しばらくして籠城した店内の2階で大きな音がして、中から腹を抉られ絶命した死体が。その後別の男が外で死体となり、店員がシャンデリアの下敷きになり死んだ。
人喰いパンダと人を襲いたくないパンダの歴史、パンダ愛の話が途中で入れ込まれており、もしやこのパンダが…
と思ってたら店員と人と共存を目指したパンダがこう繋がってくるのかとふむふむ。
フェイさんの愛の形と裏切られた強い憎しみにの話に感動です。
Posted by ブクログ
人喰いパンダ襲来で、中華式洋食店に閉じ込められた10人。そんな中で惨殺死体が発見される。これはパンダの仕業なのか?ズレた主人公とそれをあしらう元彼女がとにかく良い。II-4のトリックはインパクトあるし、ロマンスも!アノ犯人にはヤラれた!
表紙の山本さん、サイコー!!?
Posted by ブクログ
トンデモ世界観のクローズドサークルミステリ
人喰いパンダによる人的被害が常態化した日本。警報級の人喰いパンダの大量出現によって主人公たちはレストランから出られなくなってしまい、そこで死体が発見される。

■ **作業指示**: 提示文のうち「しばらくして籠城した店内の2」で始まり「と思ってたら店員と人と共存を目指したパンダがこう繋がってくるのかとふむふむ。」で終わる部分を、「店員」を「従業員」に置き換えて書き出してください。 エントリは提示文とは別の資料です。

[データセットのエントリ]
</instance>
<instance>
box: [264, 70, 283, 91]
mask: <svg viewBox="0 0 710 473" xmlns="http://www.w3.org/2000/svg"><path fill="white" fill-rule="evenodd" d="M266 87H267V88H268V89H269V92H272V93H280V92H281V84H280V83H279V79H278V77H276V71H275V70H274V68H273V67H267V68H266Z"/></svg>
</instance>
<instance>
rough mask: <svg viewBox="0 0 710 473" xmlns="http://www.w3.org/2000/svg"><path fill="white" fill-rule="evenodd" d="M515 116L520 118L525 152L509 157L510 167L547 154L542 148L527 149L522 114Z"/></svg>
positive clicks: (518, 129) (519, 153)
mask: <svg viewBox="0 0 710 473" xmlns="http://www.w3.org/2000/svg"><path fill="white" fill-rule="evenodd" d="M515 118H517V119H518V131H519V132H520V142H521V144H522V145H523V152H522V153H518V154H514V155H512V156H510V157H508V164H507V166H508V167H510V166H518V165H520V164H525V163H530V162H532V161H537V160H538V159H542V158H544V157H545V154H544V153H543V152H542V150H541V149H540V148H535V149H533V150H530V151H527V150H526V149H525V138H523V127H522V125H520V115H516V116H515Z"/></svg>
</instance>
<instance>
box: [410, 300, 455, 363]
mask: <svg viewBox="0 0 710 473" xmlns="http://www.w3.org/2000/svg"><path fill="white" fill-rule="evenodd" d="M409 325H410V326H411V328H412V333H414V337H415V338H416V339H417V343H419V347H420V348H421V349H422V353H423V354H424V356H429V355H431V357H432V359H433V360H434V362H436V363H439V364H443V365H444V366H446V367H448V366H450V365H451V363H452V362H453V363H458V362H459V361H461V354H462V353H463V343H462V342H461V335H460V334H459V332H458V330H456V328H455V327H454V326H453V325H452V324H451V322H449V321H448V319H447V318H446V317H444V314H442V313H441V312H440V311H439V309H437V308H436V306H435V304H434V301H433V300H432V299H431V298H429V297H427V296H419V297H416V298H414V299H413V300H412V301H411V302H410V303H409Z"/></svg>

■ **解答**:
しばらくして籠城した店内の2階で大きな音がして、中から腹を抉られ絶命した死体が。その後別の男が外で死体となり、従業員がシャンデリアの下敷きになり死んだ。
人喰いパンダと人を襲いたくないパンダの歴史、パンダ愛の話が途中で入れ込まれており、もしやこのパンダが…
と思ってたら従業員と人と共存を目指したパンダがこう繋がってくるのかとふむふむ。